◆ SOURCE RECORDS ◆
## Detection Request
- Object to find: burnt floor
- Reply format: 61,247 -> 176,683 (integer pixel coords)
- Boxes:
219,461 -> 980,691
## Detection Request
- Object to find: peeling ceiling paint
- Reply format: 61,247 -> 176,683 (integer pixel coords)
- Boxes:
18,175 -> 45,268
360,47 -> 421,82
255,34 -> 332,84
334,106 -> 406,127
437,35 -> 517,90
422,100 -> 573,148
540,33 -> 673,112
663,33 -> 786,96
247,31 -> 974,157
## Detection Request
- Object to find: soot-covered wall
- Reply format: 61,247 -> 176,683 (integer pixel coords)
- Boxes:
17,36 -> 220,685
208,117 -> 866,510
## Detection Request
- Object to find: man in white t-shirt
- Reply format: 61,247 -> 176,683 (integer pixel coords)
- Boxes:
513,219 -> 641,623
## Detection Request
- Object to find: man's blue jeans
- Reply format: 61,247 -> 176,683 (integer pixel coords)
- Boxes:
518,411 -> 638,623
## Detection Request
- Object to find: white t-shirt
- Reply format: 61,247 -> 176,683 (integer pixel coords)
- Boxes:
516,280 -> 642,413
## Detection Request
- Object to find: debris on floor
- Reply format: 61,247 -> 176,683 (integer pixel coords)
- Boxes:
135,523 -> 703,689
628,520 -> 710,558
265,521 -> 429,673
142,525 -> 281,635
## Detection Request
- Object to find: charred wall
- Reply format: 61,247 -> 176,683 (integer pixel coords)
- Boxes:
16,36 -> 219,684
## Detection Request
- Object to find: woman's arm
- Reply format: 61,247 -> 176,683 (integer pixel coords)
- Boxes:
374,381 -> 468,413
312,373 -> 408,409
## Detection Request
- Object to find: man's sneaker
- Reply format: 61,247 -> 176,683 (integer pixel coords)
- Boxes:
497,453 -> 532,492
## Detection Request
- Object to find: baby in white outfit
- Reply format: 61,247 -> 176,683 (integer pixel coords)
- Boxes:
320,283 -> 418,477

...

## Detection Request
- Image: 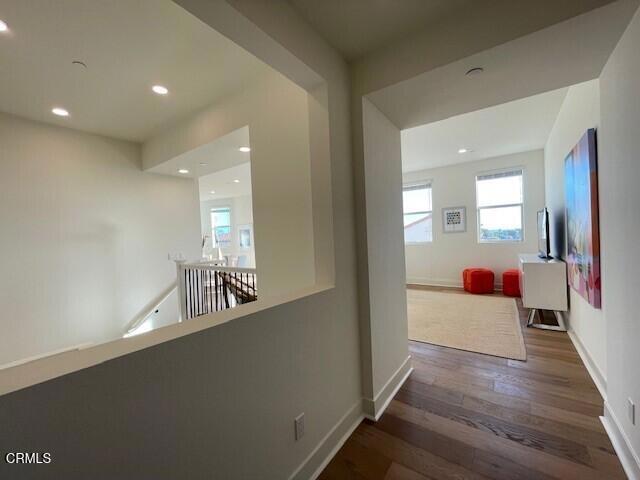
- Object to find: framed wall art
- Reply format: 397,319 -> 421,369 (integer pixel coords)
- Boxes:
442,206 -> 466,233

◆ WORK INSTRUCTIONS ◆
From the listing above, copy every line that includes the word "wall".

◆ COMPLETED EXERCISE ◆
- Object to find: soot-covered wall
- Object to find: charred wall
- Object to find: framed wall art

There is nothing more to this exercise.